┌─ ENTRIES SHOWN
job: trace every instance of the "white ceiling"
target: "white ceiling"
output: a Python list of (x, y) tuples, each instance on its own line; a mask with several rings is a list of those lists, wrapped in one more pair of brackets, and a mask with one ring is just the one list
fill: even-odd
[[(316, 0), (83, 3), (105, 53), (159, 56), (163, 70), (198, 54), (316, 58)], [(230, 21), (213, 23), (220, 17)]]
└─
TO BE DONE: Put every line of the items above into a numbered list, leaving out any blank lines.

RESPONSE:
1. job: trace every instance of the "white ceiling"
2. target: "white ceiling"
3. output: a Python list of (x, y) tuples, each instance on its own line; a mask with several rings is a list of those lists, wrapped in one more pair of brackets, and a mask with one ring is just the one list
4. fill: even-odd
5. [[(316, 0), (83, 3), (105, 53), (159, 56), (163, 70), (198, 54), (316, 58)], [(230, 21), (213, 23), (220, 17)]]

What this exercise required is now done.